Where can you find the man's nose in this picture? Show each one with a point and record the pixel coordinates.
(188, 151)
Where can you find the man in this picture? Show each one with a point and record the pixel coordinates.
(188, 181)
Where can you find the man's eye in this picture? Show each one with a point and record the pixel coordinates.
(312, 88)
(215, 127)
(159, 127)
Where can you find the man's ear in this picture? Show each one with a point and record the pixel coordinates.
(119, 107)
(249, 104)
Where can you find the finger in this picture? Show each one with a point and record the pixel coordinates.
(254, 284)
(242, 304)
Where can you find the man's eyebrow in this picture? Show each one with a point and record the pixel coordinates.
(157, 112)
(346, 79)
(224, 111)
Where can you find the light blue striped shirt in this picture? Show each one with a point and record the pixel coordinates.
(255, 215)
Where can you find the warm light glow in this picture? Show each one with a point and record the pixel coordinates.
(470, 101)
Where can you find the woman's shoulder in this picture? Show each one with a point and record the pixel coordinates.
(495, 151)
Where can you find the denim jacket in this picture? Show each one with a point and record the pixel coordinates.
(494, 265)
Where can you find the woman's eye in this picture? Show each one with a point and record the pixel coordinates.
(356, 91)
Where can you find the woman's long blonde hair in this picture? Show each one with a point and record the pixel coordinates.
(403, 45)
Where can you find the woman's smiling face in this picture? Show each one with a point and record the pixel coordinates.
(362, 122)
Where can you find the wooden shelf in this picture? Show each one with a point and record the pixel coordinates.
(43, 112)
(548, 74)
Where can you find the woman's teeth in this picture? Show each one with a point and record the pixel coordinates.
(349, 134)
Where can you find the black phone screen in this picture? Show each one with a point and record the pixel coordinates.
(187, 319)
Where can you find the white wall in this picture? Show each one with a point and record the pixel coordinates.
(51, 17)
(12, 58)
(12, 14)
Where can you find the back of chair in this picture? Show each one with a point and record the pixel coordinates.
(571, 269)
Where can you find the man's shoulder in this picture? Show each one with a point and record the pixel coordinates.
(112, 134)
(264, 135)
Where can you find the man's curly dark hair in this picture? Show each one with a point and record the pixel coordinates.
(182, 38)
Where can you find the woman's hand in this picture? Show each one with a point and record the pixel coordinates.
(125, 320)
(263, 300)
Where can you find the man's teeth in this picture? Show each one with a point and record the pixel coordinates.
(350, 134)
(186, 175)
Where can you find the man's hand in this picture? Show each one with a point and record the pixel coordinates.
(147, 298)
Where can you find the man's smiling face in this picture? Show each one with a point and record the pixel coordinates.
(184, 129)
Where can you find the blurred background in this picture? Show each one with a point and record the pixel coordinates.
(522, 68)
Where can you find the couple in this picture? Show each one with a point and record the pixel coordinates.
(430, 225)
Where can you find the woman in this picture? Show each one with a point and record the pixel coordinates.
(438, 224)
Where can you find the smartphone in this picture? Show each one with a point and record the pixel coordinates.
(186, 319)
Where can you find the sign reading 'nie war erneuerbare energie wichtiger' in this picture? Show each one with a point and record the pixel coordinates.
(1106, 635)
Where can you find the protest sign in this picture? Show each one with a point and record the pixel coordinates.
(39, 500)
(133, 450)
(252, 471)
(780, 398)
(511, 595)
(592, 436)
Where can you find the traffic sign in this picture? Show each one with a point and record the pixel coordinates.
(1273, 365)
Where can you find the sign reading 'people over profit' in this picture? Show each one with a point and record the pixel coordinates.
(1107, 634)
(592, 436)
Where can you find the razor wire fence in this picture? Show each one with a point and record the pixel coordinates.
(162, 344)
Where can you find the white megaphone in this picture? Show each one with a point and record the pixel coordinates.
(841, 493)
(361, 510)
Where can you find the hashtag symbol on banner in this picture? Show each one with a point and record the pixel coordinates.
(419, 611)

......

SET EXERCISE :: Reproduce all of the data above word for word, without changing anything.

ANSWER IN FULL ::
Where can you find the man's nose in this picture? Show each one with a point and record the pixel coordinates.
(188, 151)
Where can you find the man in this picture? Show each one with a point and record the pixel coordinates.
(188, 181)
Where can you find the man's eye in this picture? Show each one with a point and record the pixel coordinates.
(312, 88)
(215, 127)
(159, 127)
Where can you find the man's ear in this picture? Show each one with a point and record the pixel coordinates.
(119, 107)
(249, 104)
Where can you find the finger in this picture? Show each one with a point and record the pixel coordinates.
(254, 284)
(242, 304)
Where can you find the man's eyebrow in this picture? Show each one with a point and record the pixel coordinates.
(157, 112)
(346, 79)
(224, 111)
Where can you find the light blue striped shirt in this picture? Show each one with a point and record the pixel coordinates.
(255, 215)
Where can you find the warm light glow in this picture? Show each one with a point and record the pixel coordinates.
(470, 101)
Where can you find the woman's shoulder in this picture? Show each one with a point and record the pixel coordinates.
(495, 151)
Where can you find the denim jacket in this picture? Show each one with a point and record the pixel coordinates.
(494, 265)
Where can you find the woman's eye in this picture? Show each one with a point and record the pixel coordinates.
(356, 91)
Where can you find the woman's long blonde hair in this picture? Show each one with a point and record the pixel coordinates.
(403, 45)
Where can you find the woman's smiling face in this picture? Show each one with a point and record the pixel coordinates.
(362, 122)
Where can you find the wooden shelf in this picture? Show each one with a point and record the pixel coordinates.
(43, 112)
(548, 74)
Where can you find the woman's teeth in this picture? Show each one with a point and record the pixel coordinates.
(349, 134)
Where can you find the black phone screen in this picture? Show each one with a point and record the pixel coordinates.
(187, 319)
Where can you find the white wall in this picture? Show each one with a point and record the pixel coordinates.
(51, 17)
(12, 58)
(12, 14)
Where can you find the back of chair in this picture? Show each one with a point and record the pixel coordinates.
(571, 269)
Where can you find the man's shoulder in this picture? Show each one with a point and record the pixel coordinates.
(112, 134)
(264, 135)
Where can you find the man's curly dark hair in this picture? Show each one with a point and record the pixel coordinates.
(182, 38)
Where can you find the woman's hand in this picture? Show each one with a point and record the pixel coordinates.
(125, 320)
(263, 300)
Where can you find the man's teeth in this picture? Show each one with a point and record the pixel coordinates.
(350, 134)
(186, 175)
Where can you find the man's hand in this picture? Show each one with a point and record the pixel coordinates.
(147, 298)
Where can you find the man's smiling face in this picture? Show each one with a point and record the pixel coordinates.
(184, 129)
Where can you find the blurred background in this picture? Show each one with a point and record the pixel coordinates.
(522, 68)
Where can you find the couple in this picture? Show each one with a point and record the pixel coordinates.
(430, 225)
Where can you find the woman in this picture? Show each one with a point and record the pixel coordinates.
(438, 224)
Where can you find the smartphone in this picture? Show each one with a point and record the pixel coordinates.
(186, 319)
Where can you find the sign reading 'nie war erneuerbare energie wichtiger' in this picture? Show each one with a point and record the pixel coordinates.
(1106, 635)
Where can you find the protest sign in this picture? Show each one with a point and record the pixel coordinates.
(39, 500)
(133, 450)
(252, 471)
(780, 398)
(511, 595)
(592, 436)
Where can you find the traffic sign in this picture? Show each one with a point and record the pixel coordinates.
(1273, 365)
Where can you find the sign reading 'people over profit' in this picture? Show each one with a point and record the pixel coordinates.
(1107, 634)
(592, 436)
Where can you find the razor wire fence in this picture? Show each one with a point and record the pixel coordinates.
(162, 344)
Where can you find the white megaphone in this picture? Show each one with a point and record the pixel coordinates.
(841, 493)
(361, 510)
Where can you find the hashtag symbol on banner in this picture? Show each one with a point and record the pixel coordinates.
(419, 611)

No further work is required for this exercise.